依田一義の不動産情報142

三越伊勢丹ホールディングス<3099.T>は7日、傘下の三越伊勢丹が運営する三越千葉店(千葉市)と三越多摩センター店(東京都多摩市)を2017年3月20日で閉鎖すると発表した。

収益の改善が見込めない地方・郊外の不採算店を整理し、基幹店に投資を集中することで、国内百貨店事業の収益力を引き上げたい考え。

杉江俊彦専務執行役員は会見で、今後の閉鎖店舗の拡大について「可能性はなくはないが、今は検討していない」と述べた。店舗を閉鎖するかどうかについては、赤字・黒字だけでなく、今後の投資の必要性・回収可能性などを勘案して決めていくという。

* [保存済みの記録]
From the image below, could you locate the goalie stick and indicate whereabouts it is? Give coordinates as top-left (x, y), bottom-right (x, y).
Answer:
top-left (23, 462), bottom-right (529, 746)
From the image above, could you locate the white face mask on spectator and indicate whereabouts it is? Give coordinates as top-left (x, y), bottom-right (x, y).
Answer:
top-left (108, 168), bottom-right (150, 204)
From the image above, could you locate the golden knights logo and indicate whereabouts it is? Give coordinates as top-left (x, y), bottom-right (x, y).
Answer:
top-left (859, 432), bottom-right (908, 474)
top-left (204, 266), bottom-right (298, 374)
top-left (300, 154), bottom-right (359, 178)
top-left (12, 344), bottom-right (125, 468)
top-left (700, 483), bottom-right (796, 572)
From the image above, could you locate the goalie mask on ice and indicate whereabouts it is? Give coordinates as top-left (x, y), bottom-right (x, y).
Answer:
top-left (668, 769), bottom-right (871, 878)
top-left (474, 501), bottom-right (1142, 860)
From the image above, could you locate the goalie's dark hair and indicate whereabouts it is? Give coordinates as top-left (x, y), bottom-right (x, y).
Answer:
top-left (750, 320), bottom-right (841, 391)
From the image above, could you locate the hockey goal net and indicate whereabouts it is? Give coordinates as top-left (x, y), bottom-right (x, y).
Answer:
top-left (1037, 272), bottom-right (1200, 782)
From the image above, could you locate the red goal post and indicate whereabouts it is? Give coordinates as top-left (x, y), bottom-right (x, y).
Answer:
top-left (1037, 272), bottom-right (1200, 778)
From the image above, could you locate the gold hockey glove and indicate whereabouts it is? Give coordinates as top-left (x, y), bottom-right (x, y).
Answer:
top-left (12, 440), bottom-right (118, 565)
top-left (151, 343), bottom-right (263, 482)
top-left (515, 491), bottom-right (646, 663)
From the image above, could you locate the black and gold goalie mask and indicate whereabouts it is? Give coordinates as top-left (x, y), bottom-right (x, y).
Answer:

* [課題の内容] 三越千葉店と三越多摩センター店の閉鎖を伝える記事を、最後の文の後から書き継いでください。 上に並んだ行は、三越の店舗閉鎖に関する記事とは別の資料です。

* [課題への回答]
ただ、Eコマースの拡大やライフスタイルの変化などもあり「百貨店は今までと同じ売り場作りでは難しい」とも話しており、地方・郊外店のあり方については、模索を続けることになる。

千葉店は1984年に開業。1991年度のピーク時には売上高が約500億円にまで拡大したものの、そごう千葉店など競合店との競争が激化。直近は売上高が126億円にまで落ち込み、5―6年は赤字が膨らんでいた。杉江専務は「千葉店の赤字は、他店とは比較できないほど圧倒的に多い」と説明した。

千葉店の周辺には、外商やギフトなどのニーズに対応するための小型サロンを開設する予定。

多摩センター店は2000年に開業。2007年度には70億円だった売上高は低下傾向が続き、今後も業績の低迷が続くことが想定されるという。

閉店による2017年3月期の連結業績に与える影響は軽微としている。

同社は、2016―18年度の3カ年で、基幹3店舗(伊勢丹新宿本店、三越日本橋本店、三越銀座店)に200―250億円を投資する方針を決めるなど、基幹店への集中投資を行っている。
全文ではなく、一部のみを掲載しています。